■ **WORK TASK**
Report each line from the entries in which "shrub" can be found.

■ **RECORDS FOR THIS EXERCISE**
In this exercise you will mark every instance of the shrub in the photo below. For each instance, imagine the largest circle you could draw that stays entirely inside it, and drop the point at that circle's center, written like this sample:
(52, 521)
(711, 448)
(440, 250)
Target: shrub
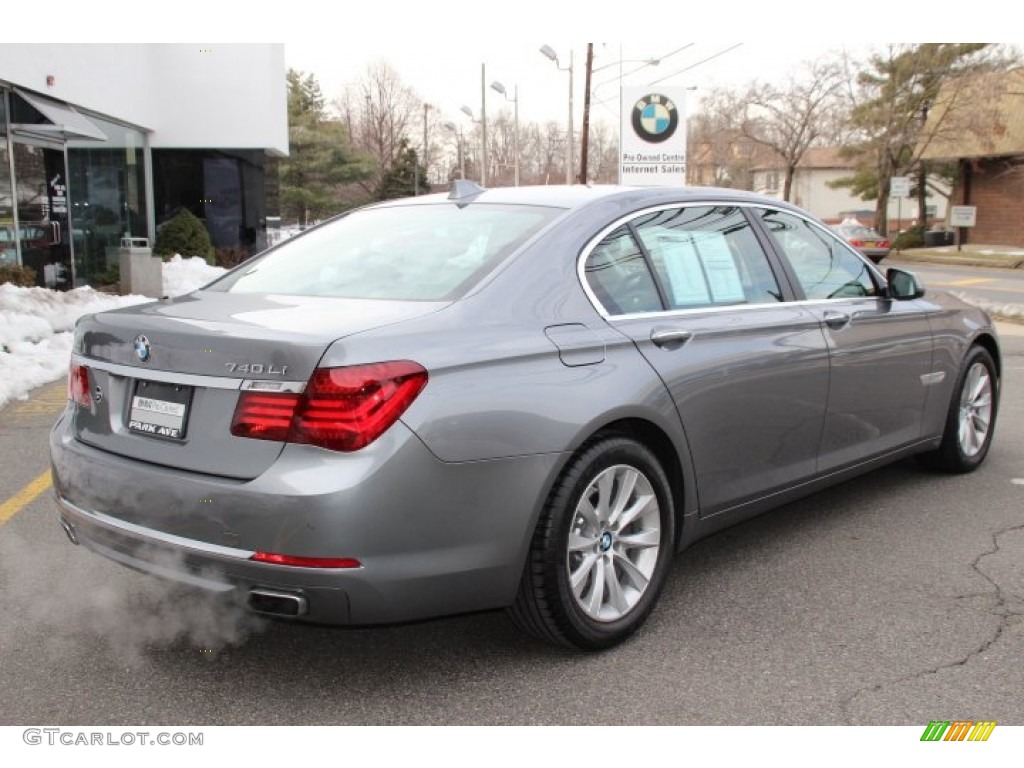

■ **ANSWER TO THIS PROBLEM**
In this exercise you will mark every instance of the shrub in the photo below. For each instance, imagine the largest circle you could draw that stays entirely inside it, and drop the point at that circle's center, written like this sample:
Target: shrub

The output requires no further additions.